╭─ PASSAGE TO READ

It is as though our baseline of remembering is yesterday. It was the literary icon, Chinua Achebe, who said perspicaciously that, if we are going to fix Nigeria, we should go back to when the rain started beating us. This was a compelling statement on the value of retrospective reflection, of history, in our search for diagnostic and ameliorative ideational tools. The irony and problem is that many Nigerians believe that the proverbial rain started beating us in 2010, 1999, or with the annulment of the June 12 presidential election in 1993. We have historical shortsightedness.
There are Nigerians who believe that election rigging, political opportunism, incompetence, and leadership indifference are phenomena associated with the post-1999 period, or that, at worst, they go back to the Second Republic. The First Republic is often understood in simplistic terms of the “good old days.” But those days weren’t so good, at least not politically. There are Nigerians for whom even the Obasanjo administration is a distant and irrelevant past, unrelated to the challenges of the present.
A Dangerous History?
Some people say Nigerian history is too contentious and that teaching it would create more problems that it would solve. All histories are contentious — and contested. This argument against the teaching of Nigerian history is founded on a naively simplistic notion of history. History is not a single, consensual story about an event, nation, or people, or an attempt to produce such a monolithic narrative. History is the sum of many stories, all of them purporting to explain the same thing. Every historical work tells just one out of many possible stories. The notion of narrating the past “as it happened” is passé, a futile quest that no historian I know subscribes to.

╰─
╭─ INFORMATION SUPPLIED

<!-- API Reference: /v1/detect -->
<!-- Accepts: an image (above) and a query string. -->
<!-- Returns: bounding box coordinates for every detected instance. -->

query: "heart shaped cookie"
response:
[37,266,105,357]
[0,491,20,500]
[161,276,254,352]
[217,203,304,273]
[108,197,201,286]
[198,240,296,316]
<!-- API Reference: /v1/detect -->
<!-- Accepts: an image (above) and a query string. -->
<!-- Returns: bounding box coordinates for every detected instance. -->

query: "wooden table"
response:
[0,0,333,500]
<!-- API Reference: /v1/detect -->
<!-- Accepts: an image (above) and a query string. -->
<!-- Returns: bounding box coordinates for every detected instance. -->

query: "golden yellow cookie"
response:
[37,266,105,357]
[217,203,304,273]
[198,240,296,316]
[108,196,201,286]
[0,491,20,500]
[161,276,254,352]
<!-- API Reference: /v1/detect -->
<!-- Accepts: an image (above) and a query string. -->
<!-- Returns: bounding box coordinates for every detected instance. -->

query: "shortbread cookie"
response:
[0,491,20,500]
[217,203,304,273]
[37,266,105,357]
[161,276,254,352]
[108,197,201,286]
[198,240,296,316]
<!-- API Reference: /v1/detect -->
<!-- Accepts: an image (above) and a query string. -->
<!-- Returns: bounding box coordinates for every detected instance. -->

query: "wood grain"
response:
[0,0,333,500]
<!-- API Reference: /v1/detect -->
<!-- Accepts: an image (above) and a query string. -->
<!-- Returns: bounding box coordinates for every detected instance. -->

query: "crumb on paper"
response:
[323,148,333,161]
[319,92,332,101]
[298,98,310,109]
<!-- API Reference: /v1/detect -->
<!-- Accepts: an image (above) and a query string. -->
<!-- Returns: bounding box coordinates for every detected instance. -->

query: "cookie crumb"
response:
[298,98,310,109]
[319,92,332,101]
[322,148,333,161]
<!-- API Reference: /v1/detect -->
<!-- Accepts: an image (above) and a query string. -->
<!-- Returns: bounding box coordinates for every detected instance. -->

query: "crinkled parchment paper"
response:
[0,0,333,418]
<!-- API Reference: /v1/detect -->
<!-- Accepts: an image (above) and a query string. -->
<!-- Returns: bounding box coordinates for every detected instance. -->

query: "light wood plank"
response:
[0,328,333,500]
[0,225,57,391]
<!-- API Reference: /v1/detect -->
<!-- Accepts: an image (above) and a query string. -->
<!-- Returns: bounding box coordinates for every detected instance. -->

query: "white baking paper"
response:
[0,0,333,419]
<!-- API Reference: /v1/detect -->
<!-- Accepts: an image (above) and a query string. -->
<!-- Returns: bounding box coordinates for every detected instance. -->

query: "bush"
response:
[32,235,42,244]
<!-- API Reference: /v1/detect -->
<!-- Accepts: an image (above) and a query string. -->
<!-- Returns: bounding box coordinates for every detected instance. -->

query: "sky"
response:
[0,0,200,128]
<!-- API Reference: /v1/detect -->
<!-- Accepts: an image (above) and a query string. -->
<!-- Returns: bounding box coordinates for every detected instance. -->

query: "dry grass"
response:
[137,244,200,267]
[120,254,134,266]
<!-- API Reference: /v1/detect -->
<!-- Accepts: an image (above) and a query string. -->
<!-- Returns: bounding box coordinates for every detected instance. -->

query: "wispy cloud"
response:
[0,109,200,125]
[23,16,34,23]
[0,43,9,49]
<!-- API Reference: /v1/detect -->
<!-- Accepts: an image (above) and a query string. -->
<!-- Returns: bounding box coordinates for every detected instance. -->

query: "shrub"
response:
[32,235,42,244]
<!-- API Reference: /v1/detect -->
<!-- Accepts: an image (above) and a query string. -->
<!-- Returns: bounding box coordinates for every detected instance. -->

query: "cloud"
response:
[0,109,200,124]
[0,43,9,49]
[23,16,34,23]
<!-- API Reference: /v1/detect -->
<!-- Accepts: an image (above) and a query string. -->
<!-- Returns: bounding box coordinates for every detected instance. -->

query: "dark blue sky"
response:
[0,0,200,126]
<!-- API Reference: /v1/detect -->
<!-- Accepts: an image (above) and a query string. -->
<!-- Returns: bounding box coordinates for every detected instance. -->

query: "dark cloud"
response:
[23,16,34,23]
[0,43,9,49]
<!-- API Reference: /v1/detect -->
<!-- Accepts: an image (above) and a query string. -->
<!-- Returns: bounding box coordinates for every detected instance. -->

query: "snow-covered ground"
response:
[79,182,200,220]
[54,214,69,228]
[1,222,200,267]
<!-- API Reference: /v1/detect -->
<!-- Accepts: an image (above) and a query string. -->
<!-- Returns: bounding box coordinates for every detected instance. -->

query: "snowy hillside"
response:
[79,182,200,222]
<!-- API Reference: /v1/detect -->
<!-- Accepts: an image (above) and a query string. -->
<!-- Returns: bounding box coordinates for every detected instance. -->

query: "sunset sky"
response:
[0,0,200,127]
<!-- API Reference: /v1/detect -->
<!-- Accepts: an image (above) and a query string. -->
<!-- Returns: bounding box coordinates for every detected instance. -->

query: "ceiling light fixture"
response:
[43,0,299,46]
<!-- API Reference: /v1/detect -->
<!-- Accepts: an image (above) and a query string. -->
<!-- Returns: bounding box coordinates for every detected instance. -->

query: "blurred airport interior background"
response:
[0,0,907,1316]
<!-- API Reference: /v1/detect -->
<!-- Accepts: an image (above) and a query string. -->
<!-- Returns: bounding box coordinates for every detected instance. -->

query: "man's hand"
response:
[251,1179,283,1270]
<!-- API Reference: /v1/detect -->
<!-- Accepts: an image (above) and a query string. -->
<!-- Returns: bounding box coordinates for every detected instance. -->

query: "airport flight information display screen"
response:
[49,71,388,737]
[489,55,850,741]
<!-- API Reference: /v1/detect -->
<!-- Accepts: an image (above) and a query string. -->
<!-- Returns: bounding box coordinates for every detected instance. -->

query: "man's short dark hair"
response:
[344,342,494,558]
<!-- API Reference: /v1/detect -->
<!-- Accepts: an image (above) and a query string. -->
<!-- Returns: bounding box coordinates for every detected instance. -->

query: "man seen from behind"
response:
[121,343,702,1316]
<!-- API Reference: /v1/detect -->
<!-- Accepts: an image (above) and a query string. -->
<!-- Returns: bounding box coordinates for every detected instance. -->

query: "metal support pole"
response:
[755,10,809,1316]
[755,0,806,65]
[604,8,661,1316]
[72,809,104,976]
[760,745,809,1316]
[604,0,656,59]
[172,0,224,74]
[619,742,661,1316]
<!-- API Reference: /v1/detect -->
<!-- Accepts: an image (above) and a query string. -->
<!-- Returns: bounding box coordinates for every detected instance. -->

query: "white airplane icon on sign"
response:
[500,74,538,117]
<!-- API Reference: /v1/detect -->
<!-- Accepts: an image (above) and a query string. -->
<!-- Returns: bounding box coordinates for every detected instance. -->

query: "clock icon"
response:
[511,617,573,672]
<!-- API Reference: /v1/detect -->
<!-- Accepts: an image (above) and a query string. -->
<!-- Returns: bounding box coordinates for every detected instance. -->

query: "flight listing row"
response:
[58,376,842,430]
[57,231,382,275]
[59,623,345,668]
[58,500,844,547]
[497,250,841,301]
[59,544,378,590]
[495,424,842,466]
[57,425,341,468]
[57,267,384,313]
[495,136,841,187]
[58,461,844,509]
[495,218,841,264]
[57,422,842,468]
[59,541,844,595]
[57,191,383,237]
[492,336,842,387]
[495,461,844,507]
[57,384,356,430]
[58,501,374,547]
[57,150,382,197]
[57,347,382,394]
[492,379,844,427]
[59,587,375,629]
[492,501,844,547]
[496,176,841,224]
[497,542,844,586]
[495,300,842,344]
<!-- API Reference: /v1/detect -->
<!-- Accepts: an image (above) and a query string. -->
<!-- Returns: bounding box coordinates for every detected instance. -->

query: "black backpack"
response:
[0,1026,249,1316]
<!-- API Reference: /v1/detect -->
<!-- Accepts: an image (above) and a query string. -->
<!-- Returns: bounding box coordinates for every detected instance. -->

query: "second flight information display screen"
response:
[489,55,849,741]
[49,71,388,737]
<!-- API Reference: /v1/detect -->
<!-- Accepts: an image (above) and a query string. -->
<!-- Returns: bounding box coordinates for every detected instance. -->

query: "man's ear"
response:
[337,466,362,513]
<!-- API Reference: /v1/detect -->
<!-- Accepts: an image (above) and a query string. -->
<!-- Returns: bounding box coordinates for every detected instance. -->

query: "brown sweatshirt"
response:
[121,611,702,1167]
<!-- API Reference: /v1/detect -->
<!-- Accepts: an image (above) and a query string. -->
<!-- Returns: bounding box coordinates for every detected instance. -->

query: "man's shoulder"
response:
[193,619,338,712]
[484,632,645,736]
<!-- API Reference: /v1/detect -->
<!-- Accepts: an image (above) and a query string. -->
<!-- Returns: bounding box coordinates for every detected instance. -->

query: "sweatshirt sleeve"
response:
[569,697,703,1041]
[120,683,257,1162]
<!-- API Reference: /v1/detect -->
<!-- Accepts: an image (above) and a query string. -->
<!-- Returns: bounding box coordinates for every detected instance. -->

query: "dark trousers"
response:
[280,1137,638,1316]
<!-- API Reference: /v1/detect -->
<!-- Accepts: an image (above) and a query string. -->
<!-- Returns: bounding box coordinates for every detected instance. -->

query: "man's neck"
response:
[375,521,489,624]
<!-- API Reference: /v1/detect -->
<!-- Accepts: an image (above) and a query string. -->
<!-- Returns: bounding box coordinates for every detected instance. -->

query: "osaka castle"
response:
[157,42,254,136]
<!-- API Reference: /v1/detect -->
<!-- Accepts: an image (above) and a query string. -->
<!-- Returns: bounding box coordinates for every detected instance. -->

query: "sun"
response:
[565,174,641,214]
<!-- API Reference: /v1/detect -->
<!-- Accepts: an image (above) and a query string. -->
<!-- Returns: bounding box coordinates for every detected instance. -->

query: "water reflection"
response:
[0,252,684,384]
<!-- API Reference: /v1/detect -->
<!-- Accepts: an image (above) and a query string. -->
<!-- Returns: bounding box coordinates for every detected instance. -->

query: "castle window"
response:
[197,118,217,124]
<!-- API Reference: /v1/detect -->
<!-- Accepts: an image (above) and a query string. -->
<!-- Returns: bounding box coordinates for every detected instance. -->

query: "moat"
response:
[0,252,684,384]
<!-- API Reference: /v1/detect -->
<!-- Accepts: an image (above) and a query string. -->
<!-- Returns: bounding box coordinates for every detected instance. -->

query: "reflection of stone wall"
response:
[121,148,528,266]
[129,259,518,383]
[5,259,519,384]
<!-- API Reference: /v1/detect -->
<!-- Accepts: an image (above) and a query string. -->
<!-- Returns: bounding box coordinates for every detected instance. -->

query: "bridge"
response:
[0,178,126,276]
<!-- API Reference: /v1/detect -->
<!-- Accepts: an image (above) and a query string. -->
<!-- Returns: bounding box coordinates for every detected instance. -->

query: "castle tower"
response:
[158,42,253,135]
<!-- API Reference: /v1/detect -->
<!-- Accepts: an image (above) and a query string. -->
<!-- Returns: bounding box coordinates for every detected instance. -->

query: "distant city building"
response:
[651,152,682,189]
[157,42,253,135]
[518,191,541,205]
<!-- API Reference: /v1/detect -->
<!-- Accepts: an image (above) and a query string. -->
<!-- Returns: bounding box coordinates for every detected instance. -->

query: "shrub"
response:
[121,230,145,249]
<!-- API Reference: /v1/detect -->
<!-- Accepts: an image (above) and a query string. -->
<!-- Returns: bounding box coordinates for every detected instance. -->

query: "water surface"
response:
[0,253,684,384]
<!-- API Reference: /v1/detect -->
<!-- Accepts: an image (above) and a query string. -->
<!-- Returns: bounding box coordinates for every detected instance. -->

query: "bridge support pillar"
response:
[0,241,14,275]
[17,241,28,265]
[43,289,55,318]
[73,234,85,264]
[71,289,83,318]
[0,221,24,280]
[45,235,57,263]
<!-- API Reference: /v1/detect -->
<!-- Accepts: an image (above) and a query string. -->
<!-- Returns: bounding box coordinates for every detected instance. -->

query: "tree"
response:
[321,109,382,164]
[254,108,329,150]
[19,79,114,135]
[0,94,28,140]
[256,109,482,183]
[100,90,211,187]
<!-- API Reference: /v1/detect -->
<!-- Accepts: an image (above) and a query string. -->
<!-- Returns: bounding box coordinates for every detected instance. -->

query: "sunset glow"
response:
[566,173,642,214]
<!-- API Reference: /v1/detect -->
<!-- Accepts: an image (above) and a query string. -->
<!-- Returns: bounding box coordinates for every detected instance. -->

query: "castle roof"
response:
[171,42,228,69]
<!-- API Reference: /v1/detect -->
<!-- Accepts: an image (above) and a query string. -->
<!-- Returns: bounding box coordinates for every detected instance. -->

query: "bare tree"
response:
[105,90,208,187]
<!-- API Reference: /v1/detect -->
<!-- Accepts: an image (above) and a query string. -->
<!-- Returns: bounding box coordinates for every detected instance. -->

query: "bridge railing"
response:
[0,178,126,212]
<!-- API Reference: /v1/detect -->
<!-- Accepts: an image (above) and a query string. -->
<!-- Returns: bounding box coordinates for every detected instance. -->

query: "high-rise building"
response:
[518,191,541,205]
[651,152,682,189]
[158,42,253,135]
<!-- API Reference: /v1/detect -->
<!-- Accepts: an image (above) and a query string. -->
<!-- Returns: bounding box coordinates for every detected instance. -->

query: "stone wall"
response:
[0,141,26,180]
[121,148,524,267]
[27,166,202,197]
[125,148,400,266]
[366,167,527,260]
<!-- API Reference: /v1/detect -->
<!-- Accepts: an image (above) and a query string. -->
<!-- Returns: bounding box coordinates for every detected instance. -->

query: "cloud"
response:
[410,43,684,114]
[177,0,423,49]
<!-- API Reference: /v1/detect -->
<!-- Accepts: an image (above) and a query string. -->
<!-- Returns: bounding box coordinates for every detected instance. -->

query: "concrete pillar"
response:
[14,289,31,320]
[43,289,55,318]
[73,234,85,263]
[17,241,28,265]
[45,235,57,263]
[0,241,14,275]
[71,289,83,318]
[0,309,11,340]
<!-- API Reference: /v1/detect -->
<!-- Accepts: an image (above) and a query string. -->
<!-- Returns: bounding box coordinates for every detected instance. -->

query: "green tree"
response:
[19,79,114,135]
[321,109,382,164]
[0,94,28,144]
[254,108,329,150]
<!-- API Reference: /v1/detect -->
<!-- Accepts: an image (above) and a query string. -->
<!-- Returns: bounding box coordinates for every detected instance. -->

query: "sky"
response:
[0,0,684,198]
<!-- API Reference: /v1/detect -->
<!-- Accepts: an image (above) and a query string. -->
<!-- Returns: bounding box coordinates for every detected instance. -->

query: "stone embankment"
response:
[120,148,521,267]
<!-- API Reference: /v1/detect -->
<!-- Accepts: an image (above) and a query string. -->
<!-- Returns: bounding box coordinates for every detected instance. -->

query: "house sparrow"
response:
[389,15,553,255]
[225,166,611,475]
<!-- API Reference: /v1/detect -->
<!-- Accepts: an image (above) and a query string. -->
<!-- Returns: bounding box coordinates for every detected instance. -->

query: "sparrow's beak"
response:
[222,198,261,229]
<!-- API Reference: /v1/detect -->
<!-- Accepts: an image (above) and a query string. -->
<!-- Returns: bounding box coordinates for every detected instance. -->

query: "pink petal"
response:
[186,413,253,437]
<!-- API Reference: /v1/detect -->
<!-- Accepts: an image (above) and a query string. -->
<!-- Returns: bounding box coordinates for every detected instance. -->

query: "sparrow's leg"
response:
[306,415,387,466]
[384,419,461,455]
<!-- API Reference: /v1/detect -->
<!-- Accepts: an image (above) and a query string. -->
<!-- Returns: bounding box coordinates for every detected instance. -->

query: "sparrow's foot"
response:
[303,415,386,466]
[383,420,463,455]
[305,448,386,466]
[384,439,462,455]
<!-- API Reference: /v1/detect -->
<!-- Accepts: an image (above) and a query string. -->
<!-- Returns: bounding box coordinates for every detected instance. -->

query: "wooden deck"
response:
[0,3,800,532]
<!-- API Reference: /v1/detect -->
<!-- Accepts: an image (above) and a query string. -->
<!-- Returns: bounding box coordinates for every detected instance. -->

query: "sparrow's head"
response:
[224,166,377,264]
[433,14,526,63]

╰─

*YOUR TASKS*
a – In the passage on Nigerian history, who said that to fix Nigeria we should go back to when the rain started beating us?
b – Return the part of the passage on Nigerian history starting at "It is as though" and ending at "have historical shortsightedness.".

*TASK-BY-TASK OUTPUTS*
a – Chinua Achebe

b –
It is as though our baseline of remembering is yesterday. It was the literary icon, Chinua Achebe, who said perspicaciously that, if we are going to fix Nigeria, we should go back to when the rain started beating us. This was a compelling statement on the value of retrospective reflection, of history, in our search for diagnostic and ameliorative ideational tools. The irony and problem is that many Nigerians believe that the proverbial rain started beating us in 2010, 1999, or with the annulment of the June 12 presidential election in 1993. We have historical shortsightedness.